* _Work request_
Please set down only the lines between the line containing "Query: trimmed shrub" and the end of the records, inclusive, exactly as they stand.

* _Entries provided_
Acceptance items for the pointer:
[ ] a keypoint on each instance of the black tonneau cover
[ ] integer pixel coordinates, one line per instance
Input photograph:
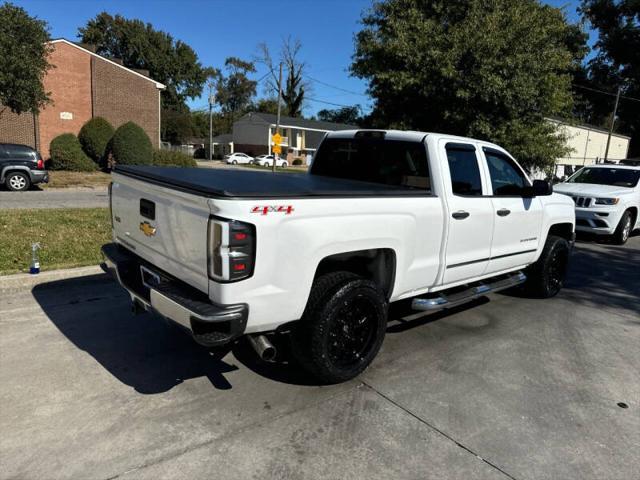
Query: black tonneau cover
(237, 183)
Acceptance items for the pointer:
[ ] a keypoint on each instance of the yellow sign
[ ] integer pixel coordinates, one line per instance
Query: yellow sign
(148, 229)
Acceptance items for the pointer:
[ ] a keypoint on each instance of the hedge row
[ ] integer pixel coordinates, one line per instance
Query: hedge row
(99, 145)
(67, 154)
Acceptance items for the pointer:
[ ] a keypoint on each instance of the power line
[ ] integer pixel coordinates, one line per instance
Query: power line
(335, 87)
(605, 92)
(328, 103)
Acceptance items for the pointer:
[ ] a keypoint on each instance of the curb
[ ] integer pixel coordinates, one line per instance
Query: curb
(22, 281)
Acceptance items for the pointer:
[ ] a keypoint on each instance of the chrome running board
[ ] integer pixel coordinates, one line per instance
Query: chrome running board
(443, 300)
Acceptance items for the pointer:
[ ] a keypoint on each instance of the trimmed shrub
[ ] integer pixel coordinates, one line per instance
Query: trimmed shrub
(130, 145)
(167, 158)
(66, 154)
(94, 137)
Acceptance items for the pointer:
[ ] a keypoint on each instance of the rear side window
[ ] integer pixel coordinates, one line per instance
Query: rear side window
(388, 162)
(464, 169)
(506, 178)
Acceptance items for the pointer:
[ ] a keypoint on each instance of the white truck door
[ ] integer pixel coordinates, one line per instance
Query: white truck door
(470, 214)
(517, 220)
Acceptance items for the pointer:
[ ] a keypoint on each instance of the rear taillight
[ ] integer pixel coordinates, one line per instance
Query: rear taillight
(231, 249)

* _Response area_
Query: trimmed shrub
(130, 145)
(167, 158)
(66, 154)
(94, 137)
Acceptance items for the pointer:
[ ] a keypoint on each instance of the rear side window
[ ] integer pixel coordinates, one line per instance
Query: rear side window
(388, 162)
(464, 169)
(506, 178)
Acceptance items for the pointer:
[ ] a keypoint on each instance of the white truck door
[ ] integer pixel coordinates, one line per instance
Query: white truck door
(470, 214)
(517, 220)
Acceptance items for the pointer:
[ ] a keypoint on each instance of the rear taillight
[ ] integer pixel coordinates, one line per instance
Query: rear taillight
(231, 249)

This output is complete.